Task to carry out: Express the lines below as a JSON list of strings, one string per line, leaving out any blank lines.
· · · ·
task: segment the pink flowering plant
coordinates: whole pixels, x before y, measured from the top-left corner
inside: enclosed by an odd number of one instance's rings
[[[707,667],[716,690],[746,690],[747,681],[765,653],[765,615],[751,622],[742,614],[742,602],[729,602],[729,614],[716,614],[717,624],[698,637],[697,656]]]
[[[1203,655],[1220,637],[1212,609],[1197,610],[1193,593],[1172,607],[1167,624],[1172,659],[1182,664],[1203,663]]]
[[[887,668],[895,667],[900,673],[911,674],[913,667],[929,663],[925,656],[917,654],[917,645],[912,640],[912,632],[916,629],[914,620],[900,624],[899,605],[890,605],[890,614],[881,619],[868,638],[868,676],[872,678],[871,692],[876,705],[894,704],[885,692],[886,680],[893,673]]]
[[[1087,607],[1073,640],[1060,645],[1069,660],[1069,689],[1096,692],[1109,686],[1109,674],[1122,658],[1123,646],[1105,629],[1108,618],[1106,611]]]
· · · ·
Result:
[
  "task: segment the pink flowering plant",
  "coordinates: whole pixels, x before y, measured from the top-left corner",
  "inside: enclosed by an odd number of one instance's rings",
  "[[[707,667],[716,690],[746,690],[747,681],[765,653],[765,615],[751,622],[742,614],[742,602],[729,602],[729,614],[716,614],[717,624],[698,637],[697,656]]]",
  "[[[1203,655],[1220,637],[1212,609],[1197,610],[1193,593],[1172,607],[1167,624],[1172,659],[1182,664],[1203,663]]]",
  "[[[887,668],[895,667],[900,673],[911,674],[913,667],[929,663],[925,656],[917,654],[917,645],[912,640],[912,632],[916,629],[914,620],[900,624],[899,605],[890,605],[890,614],[881,619],[868,638],[868,676],[872,678],[871,692],[876,705],[894,704],[885,692],[886,680],[893,673]]]",
  "[[[1087,607],[1073,640],[1060,645],[1069,660],[1069,689],[1096,692],[1109,686],[1109,674],[1122,658],[1123,646],[1105,629],[1108,618],[1106,611]]]"
]